■ Exercise task 1: Rewrite everything in the French P2P ruling article from "The decision was" down to "1,212 music tracks.", putting "computer" in place of "hard drive".
----------
France rules in favour of P2P

But only for personal use...

The French courts have ruled that using peer-to-peer networks (P2P), providing you are doing so for personal rather than commercial reasons, is legal. The decision comes just as the French Parliament meets to discuss whether internet users should pay a voluntary tax or surcharge of €5 a month to use P2P networks.

The decision was actually made back in December but has only just been made public.

Anthony G was taken to court by lobby group Société Civile des Producteurs Phonographiques who accused him of having 1,875 files containing copyright material. Anthony was a keen Kazaa user during 2004.

Lobby group L'Association des Audionautes, which defended Anthony, said: "On September 21, 2004, the prosecutor's office found 1,875 MP3 and DIVX files on the defendant's hard drive. Based on this discovery, a French record producer association known as the SCPP (Société Civile des Producteurs Phonographiques) sued him for downloading and uploading 1,212 music tracks.
----------
■ Exercise task 2: Give only the number of lines in the records below that contain the string "house".

Rows from a dataset:
----------
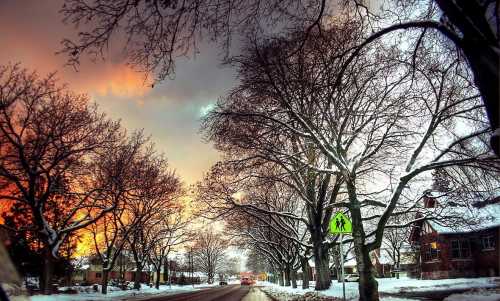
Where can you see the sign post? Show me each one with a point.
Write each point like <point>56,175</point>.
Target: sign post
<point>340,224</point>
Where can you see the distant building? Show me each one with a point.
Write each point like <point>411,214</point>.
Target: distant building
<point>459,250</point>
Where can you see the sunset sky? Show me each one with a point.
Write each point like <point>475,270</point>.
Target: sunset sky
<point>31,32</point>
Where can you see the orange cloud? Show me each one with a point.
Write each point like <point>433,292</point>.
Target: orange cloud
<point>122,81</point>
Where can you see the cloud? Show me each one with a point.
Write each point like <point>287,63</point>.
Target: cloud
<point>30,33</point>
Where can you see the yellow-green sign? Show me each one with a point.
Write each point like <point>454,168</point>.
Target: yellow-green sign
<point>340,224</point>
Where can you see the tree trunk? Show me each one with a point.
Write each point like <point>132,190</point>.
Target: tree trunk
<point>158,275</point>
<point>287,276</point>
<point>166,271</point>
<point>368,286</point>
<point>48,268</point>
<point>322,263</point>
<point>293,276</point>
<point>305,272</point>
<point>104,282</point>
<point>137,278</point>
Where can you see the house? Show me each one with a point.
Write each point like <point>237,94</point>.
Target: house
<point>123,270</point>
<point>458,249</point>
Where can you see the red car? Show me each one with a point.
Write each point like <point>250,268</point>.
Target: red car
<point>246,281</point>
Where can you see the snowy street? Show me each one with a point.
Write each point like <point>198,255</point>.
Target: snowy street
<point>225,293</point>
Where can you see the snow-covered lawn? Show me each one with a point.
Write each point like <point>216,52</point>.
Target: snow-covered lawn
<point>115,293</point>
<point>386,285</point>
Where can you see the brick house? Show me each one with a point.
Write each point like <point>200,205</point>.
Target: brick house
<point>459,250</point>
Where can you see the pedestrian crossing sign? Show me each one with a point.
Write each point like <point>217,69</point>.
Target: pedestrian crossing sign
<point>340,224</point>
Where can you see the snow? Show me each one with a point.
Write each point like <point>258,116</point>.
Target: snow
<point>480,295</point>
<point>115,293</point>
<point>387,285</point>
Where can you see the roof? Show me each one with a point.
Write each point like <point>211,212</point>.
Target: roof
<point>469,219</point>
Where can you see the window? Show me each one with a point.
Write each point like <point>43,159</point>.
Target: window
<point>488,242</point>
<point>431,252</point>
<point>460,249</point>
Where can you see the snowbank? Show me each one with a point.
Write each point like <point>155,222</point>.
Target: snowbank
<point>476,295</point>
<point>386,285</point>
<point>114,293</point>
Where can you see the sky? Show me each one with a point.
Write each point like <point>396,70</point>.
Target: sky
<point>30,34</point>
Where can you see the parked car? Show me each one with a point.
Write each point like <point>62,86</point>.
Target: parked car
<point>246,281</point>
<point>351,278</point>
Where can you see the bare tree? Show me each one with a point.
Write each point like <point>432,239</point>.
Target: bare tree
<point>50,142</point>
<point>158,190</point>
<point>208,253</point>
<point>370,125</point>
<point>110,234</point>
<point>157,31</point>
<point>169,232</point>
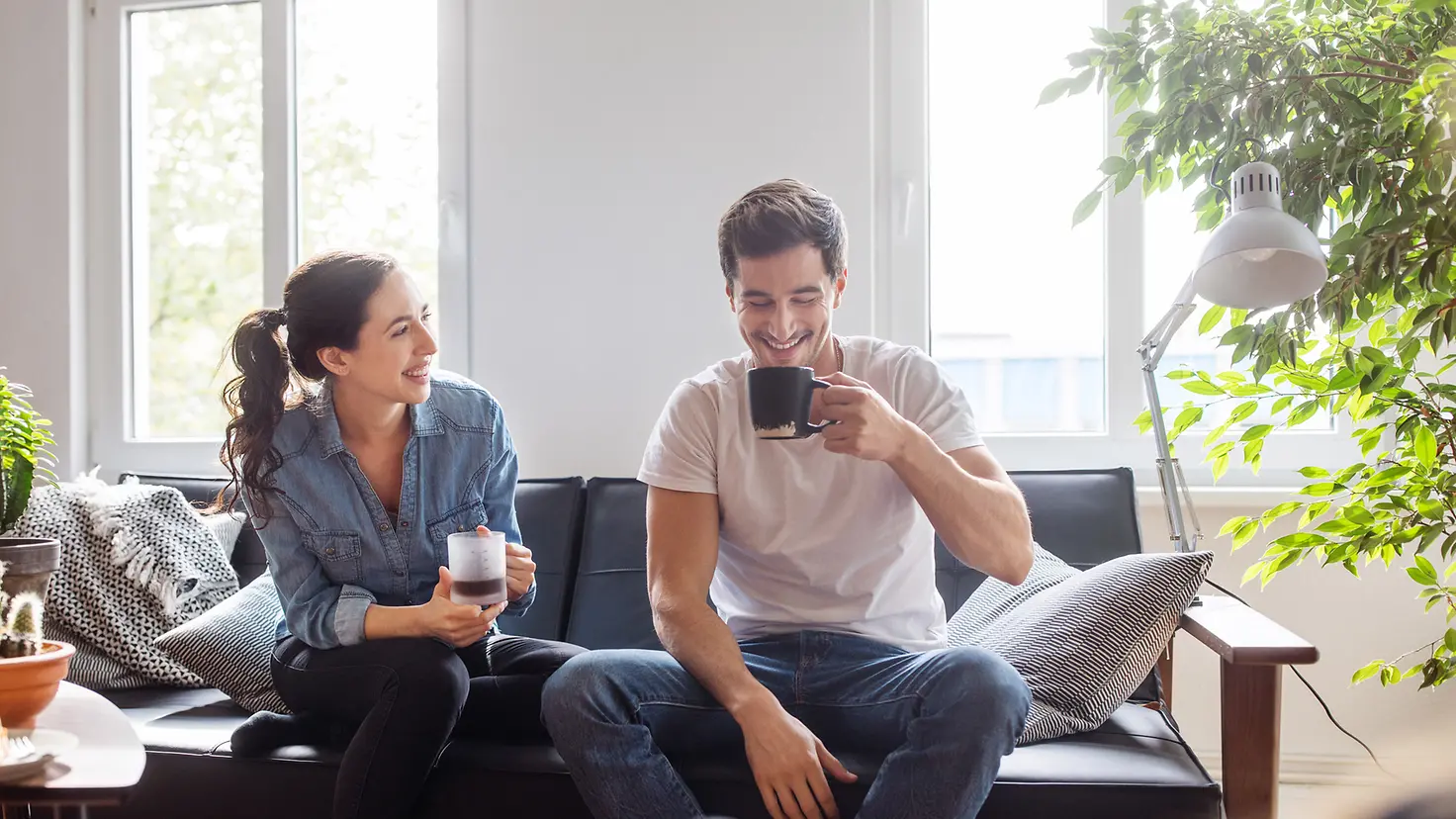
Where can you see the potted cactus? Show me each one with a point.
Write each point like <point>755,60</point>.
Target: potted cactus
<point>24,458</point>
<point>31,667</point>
----------
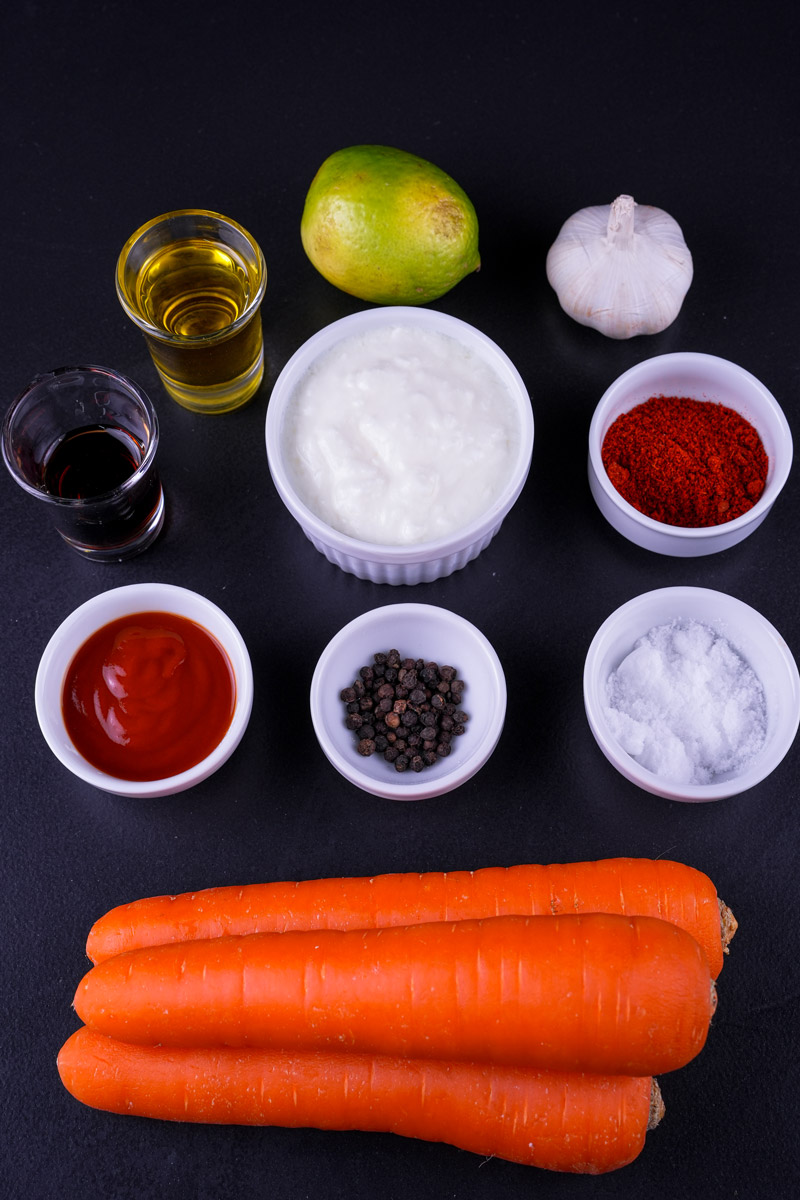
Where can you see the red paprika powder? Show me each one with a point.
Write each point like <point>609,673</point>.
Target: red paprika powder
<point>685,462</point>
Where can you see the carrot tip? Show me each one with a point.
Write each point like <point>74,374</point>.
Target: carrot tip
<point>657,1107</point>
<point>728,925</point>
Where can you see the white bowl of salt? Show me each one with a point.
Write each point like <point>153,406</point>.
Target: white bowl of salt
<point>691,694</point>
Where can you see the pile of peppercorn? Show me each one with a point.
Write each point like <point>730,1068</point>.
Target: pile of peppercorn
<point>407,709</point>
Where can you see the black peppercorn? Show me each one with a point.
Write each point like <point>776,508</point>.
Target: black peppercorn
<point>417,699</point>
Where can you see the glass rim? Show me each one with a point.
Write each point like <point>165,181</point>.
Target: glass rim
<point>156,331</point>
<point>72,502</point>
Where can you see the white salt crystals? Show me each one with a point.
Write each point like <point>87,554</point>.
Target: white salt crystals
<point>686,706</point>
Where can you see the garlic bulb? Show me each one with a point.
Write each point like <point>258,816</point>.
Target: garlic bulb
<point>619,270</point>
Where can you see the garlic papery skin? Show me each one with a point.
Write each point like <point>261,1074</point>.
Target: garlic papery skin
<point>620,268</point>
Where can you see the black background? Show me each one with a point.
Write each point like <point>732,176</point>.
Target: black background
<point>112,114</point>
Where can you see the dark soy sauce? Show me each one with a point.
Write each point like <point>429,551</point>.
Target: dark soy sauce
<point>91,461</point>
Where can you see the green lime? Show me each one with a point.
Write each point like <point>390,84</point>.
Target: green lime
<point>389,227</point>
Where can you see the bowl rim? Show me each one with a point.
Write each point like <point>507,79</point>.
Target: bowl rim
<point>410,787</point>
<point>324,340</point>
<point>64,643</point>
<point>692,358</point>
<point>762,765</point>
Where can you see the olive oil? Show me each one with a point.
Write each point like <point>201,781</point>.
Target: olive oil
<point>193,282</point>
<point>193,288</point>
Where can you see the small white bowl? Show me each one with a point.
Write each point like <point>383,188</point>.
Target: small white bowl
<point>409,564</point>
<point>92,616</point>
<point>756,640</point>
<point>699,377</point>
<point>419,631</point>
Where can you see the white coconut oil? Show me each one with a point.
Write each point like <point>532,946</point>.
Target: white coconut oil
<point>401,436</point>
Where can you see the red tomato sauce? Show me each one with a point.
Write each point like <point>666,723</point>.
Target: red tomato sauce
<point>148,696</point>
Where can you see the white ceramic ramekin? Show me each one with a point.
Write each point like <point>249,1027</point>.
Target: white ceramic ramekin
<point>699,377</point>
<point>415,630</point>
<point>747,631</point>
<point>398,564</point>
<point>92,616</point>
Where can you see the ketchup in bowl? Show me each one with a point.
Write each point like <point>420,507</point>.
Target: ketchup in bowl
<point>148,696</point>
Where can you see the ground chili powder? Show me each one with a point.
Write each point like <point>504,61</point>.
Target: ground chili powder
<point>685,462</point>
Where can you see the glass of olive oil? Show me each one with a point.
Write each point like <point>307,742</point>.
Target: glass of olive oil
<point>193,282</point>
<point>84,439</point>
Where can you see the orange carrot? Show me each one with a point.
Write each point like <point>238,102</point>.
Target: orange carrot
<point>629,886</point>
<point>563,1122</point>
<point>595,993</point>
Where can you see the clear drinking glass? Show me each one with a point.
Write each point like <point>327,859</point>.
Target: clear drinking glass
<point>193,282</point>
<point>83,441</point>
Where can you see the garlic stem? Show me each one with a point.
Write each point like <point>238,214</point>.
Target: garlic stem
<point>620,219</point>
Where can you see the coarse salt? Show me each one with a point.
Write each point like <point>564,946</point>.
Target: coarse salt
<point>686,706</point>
----------
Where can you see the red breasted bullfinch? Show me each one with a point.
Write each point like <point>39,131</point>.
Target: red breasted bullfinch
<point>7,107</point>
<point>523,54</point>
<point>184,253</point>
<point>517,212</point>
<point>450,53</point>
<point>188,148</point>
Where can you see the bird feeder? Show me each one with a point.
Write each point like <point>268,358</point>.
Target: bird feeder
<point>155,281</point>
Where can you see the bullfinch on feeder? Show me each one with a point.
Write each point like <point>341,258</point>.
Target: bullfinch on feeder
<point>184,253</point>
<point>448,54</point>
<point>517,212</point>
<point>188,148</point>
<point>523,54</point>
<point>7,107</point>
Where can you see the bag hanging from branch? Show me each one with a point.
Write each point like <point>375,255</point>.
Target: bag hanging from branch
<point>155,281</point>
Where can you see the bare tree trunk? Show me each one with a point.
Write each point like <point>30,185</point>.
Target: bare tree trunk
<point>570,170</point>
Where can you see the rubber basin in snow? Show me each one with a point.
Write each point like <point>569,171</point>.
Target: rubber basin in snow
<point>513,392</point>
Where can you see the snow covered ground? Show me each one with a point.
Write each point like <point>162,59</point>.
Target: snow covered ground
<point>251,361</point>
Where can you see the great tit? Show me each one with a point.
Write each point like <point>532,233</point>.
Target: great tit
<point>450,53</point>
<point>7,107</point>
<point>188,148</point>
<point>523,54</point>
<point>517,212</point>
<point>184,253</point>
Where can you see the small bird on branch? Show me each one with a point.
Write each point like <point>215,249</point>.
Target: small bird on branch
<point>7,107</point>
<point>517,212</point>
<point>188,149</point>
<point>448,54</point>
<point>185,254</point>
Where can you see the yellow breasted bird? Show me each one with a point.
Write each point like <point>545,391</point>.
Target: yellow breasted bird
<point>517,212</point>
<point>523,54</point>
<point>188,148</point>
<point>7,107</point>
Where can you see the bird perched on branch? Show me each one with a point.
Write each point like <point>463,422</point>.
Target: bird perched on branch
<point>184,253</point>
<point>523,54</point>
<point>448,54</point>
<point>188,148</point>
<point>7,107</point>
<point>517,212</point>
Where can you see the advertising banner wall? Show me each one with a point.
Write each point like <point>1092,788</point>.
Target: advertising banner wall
----------
■ Worked solution 1:
The decision was actually made back in December but has only just been made public.

Anthony G was taken to court by lobby group Société Civile des Producteurs Phonographiques who accused him of having 1,875 files containing copyright material. Anthony was a keen Kazaa user during 2004.

Lobby group L'Association des Audionautes, which defended Anthony, said: "On September 21, 2004, the prosecutor's office found 1,875 MP3 and DIVX files on the defendant's computer. Based on this discovery, a French record producer association known as the SCPP (Société Civile des Producteurs Phonographiques) sued him for downloading and uploading 1,212 music tracks.

■ Worked solution 2: 4